*WHAT THIS TASK INVOLVES*
Return the entries below verbatim. Pictures stay out.

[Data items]
·····
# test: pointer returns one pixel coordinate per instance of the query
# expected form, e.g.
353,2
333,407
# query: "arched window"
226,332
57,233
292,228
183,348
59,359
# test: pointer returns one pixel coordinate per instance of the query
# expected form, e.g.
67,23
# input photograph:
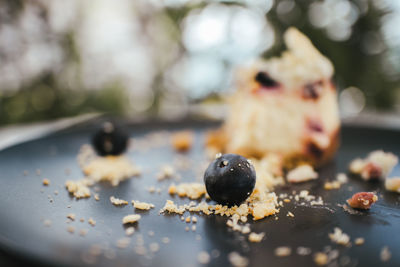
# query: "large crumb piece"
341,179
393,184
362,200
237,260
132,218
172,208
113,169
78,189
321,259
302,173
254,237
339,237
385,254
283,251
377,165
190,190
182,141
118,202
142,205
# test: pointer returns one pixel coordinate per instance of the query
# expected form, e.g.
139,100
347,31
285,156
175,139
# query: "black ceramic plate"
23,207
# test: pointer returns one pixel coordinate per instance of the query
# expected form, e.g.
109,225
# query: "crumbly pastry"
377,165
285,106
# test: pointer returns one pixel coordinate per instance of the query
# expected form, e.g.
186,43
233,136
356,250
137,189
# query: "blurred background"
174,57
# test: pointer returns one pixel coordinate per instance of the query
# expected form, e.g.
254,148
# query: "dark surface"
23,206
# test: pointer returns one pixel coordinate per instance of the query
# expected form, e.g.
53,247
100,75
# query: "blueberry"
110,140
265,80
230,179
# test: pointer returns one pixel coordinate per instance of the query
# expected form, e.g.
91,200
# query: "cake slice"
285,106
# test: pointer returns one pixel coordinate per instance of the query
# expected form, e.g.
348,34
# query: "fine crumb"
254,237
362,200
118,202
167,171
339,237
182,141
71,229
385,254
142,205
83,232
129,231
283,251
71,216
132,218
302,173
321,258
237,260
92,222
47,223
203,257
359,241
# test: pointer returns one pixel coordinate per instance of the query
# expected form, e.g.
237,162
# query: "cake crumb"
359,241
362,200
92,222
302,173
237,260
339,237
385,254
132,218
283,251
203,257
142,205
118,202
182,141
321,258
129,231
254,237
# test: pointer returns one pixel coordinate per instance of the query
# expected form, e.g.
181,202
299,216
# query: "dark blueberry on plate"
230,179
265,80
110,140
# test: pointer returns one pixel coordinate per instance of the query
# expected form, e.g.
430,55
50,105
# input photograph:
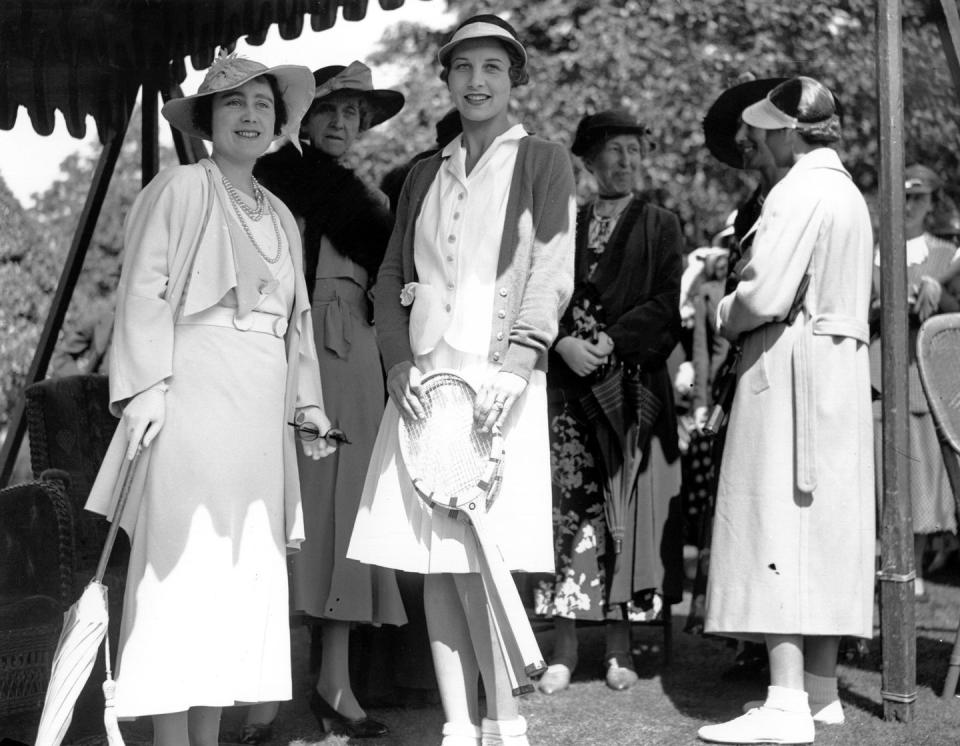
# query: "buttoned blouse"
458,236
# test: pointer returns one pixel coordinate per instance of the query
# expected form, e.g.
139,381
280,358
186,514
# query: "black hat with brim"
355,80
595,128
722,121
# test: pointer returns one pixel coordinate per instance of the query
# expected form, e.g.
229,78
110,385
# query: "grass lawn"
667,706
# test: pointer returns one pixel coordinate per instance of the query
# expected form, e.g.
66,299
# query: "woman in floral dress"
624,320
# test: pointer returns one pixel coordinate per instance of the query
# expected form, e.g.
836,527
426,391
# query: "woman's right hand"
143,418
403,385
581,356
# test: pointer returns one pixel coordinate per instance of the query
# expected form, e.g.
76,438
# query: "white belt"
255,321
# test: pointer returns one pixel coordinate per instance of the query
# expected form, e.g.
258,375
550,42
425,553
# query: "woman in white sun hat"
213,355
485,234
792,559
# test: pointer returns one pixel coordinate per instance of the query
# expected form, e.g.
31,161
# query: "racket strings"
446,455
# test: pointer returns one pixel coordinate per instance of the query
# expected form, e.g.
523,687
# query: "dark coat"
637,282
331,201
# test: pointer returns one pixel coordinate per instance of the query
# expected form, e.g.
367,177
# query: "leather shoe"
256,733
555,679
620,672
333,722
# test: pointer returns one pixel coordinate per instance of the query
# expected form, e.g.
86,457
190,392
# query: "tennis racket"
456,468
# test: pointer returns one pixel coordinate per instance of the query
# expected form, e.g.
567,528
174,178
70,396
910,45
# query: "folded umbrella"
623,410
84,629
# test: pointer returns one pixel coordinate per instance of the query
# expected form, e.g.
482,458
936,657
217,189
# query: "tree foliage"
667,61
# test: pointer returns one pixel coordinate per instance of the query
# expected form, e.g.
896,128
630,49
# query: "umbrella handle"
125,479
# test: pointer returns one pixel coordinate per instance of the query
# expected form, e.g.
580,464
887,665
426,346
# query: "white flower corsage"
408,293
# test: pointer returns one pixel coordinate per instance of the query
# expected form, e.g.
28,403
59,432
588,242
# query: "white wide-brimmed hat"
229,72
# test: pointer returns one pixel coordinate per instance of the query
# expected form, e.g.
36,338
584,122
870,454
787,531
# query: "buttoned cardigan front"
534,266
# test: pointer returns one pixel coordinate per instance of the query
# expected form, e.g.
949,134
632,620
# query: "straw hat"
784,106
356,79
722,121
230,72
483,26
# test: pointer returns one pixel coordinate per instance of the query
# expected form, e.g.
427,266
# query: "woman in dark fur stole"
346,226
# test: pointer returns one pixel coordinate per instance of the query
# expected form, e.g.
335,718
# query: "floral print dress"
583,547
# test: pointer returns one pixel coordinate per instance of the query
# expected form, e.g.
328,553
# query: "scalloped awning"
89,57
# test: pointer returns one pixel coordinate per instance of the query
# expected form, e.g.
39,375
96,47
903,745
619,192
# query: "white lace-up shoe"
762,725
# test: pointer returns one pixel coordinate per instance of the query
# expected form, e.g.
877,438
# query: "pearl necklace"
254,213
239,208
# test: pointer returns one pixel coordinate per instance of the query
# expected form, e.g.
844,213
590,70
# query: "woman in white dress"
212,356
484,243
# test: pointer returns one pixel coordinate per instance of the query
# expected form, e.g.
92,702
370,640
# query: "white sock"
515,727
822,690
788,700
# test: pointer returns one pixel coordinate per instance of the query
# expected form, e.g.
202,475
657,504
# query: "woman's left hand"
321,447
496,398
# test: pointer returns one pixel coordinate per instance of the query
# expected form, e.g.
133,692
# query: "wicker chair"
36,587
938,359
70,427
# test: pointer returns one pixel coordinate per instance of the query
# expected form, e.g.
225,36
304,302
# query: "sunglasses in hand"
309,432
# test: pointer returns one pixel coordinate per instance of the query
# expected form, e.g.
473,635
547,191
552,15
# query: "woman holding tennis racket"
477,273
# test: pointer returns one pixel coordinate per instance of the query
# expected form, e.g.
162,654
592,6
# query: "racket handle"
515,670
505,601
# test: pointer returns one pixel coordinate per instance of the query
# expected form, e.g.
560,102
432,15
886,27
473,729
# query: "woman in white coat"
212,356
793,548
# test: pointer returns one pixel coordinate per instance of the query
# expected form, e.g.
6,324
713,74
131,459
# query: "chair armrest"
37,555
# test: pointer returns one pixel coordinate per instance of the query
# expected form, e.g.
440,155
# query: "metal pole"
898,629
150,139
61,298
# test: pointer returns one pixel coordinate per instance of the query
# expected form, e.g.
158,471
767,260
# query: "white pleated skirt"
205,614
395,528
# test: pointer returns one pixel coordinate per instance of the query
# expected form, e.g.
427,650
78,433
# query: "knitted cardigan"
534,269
·····
*SOLUTION*
# test: pointer returns one pixel coordinate per instance of the query
# expected form, e.g.
353,2
333,407
# query: "arched window"
226,332
57,233
292,228
183,348
59,359
# test: pointer returns one pixel coordinate per instance of the query
# expected form, e.g.
67,23
# input photograph:
# query: "large crumb piece"
341,179
393,184
362,200
237,260
132,218
172,208
113,169
78,189
321,259
302,173
254,237
339,237
385,254
283,251
377,165
190,190
182,141
118,202
142,205
# test: pointer returns one pixel coordinate per instance of the query
# expected form, e.g.
139,100
347,31
285,156
175,139
# query: "black ceramic plate"
23,207
# test: pointer returns one pixel coordinate per instance of the query
# expected form, e.g.
109,225
# query: "crumbly pastry"
377,165
285,106
# test: pointer returns one pixel coordinate per instance of the query
# expected form, e.g.
186,43
233,136
356,250
137,189
# query: "blurred background"
174,57
# test: pointer returns one pixel coordinate per instance of the query
# expected form, e.g.
254,148
# query: "dark surface"
23,206
# test: pointer returns one pixel coordinate per instance of the query
# expected form, e.g.
53,247
100,75
# query: "blueberry"
110,140
265,80
230,179
# test: pointer returns one pixel coordinate per instance of the query
# expected form, e.g.
91,200
# query: "cake slice"
285,106
# test: pointer returns one pixel coordinate per instance of the query
# expected form, e.g.
348,34
# query: "fine crumb"
254,237
362,200
118,202
167,171
339,237
182,141
71,229
385,254
142,205
83,232
129,231
283,251
71,216
132,218
302,173
321,258
237,260
92,222
47,223
203,257
359,241
# test: pointer returns one pixel coordinate per instance of the query
# expected form, e.g.
237,162
# query: "cake crumb"
359,241
362,200
92,222
302,173
237,260
339,237
385,254
132,218
283,251
203,257
142,205
118,202
182,141
321,258
129,231
254,237
# test: pointer returns one pixel coordinate per instance of the query
# expected form, e.g.
181,202
299,216
# query: "dark blueberry on plate"
230,179
265,80
110,140
# test: pointer returns one pixel coordinate per instance of the query
# expected form, e.g.
430,55
50,105
# input photograph:
# query: "buttoned blouse"
458,236
# test: pointer returns one pixel coordinate per instance of the query
# expected form, e.g.
139,381
280,358
186,514
# query: "black hat with brim"
355,80
595,128
722,121
# test: pointer returns one pixel coordinate per instance of the query
# expected form, e.g.
229,78
110,385
# query: "grass lawn"
667,706
# test: pointer returns one pixel coordinate per instance of the query
# expected form, e.g.
66,299
# query: "woman in floral dress"
624,320
# test: pointer returns one pixel coordinate per instance of the query
# expected form, e.g.
836,527
426,391
# query: "woman's right hand"
143,418
403,385
581,356
# test: pointer returns one pixel coordinate per instance of the query
# expected form, e.g.
76,438
# query: "white belt"
255,321
# test: pointer returns one pixel coordinate per instance of the query
# expected form, e.g.
258,375
550,42
425,553
# query: "woman in white sun hat"
213,355
485,234
792,559
# test: pointer returns one pixel coordinate per instance of the query
# expected form, e.g.
31,161
# query: "racket strings"
446,455
# test: pointer returns one pixel coordinate per instance of the query
# expected form, e.g.
523,687
# query: "dark coat"
637,282
331,201
# test: pointer returns one pixel coordinate per instance of the query
# expected form, e.g.
367,177
# query: "leather shoe"
256,733
555,679
620,672
333,722
# test: pointer returns one pixel coordinate per instance of the query
# expected form, e.g.
86,457
190,392
# query: "tennis racket"
456,468
# test: pointer returns one pixel coordinate per instance of the query
# expected form, e.g.
567,528
174,178
70,396
910,45
# query: "folded umbrella"
623,410
84,629
# test: pointer returns one pixel coordinate per instance of the query
# expected form, e.g.
482,458
936,657
217,189
# query: "tree foliage"
667,61
# test: pointer returns one pixel coordinate per instance of the query
# expected form, e.g.
896,128
630,49
# query: "umbrella handle"
125,479
# test: pointer returns one pixel coordinate per instance of the query
# expected form, e.g.
580,464
887,665
426,346
# query: "white flower corsage"
408,293
# test: pointer returns one pixel coordinate per instance of the query
# expected form, e.g.
28,403
59,432
588,242
# query: "white wide-brimmed hat"
229,72
# test: pointer returns one pixel coordinate per instance of the query
# expected form, e.g.
36,338
584,122
870,454
787,531
# query: "buttoned cardigan front"
534,266
# test: pointer returns one pixel coordinate per instance of the query
# expected form, e.g.
949,134
632,620
# query: "straw hat"
784,106
356,79
722,121
230,72
483,26
# test: pointer returns one pixel coordinate per instance of the query
# expected form, e.g.
427,266
# query: "woman in dark fur stole"
346,226
# test: pointer returns one pixel coordinate per instance of the query
# expected form, e.g.
335,718
# query: "floral print dress"
583,547
# test: pointer returns one pixel coordinate per instance of the query
# expected form, e.g.
328,553
# query: "scalloped awning"
89,57
# test: pointer returns one pixel coordinate per instance of the query
# expected form, e.g.
39,375
96,47
903,745
619,192
# query: "white lace-up shoe"
762,725
# test: pointer returns one pixel coordinate per instance of the query
# expected form, e.g.
877,438
# query: "pearl necklace"
254,213
239,208
# test: pointer returns one pixel coordinate per instance of the query
# expected form, e.g.
844,213
590,70
# query: "woman in white dress"
212,356
484,243
# test: pointer returns one pixel coordinate per instance of the query
# expected form, e.g.
92,702
370,640
# query: "white sock"
515,727
822,690
788,700
# test: pointer returns one pixel coordinate per instance of the query
# expected form, e.g.
202,475
657,504
# query: "woman's left hand"
321,447
496,398
# test: pointer returns one pixel coordinate per instance of the query
# expected form, e.g.
133,692
# query: "wicker chair"
36,587
938,359
70,427
# test: pointer returns one pixel coordinate per instance of the query
# expected form, e.g.
225,36
304,302
# query: "sunglasses in hand"
309,432
# test: pointer returns one pixel coordinate per instance of the query
# expected form, e.g.
473,635
547,191
552,15
# query: "woman holding tennis racket"
477,273
# test: pointer returns one pixel coordinate per instance of the query
# expected form, e.g.
162,654
592,6
# query: "racket handle"
515,670
505,601
# test: pointer returns one pixel coordinate per instance of the query
# expected form, e.g.
560,102
432,15
886,27
473,729
# query: "woman in white coat"
212,356
793,548
# test: pointer returns one pixel coordinate per instance of the query
# expected form, e.g.
6,324
713,74
131,459
# query: "chair armrest"
37,555
# test: pointer returns one pixel coordinate per instance of the query
# expected form, e.g.
440,155
# query: "metal pole"
898,629
150,139
61,298
# test: pointer returns one pixel coordinate per instance of the query
# expected form, e.g.
158,471
767,260
# query: "white pleated skirt"
205,614
395,528
# test: pointer returns one pixel coordinate per instance of the query
# expected form, e.g.
427,650
78,433
# query: "knitted cardigan"
534,269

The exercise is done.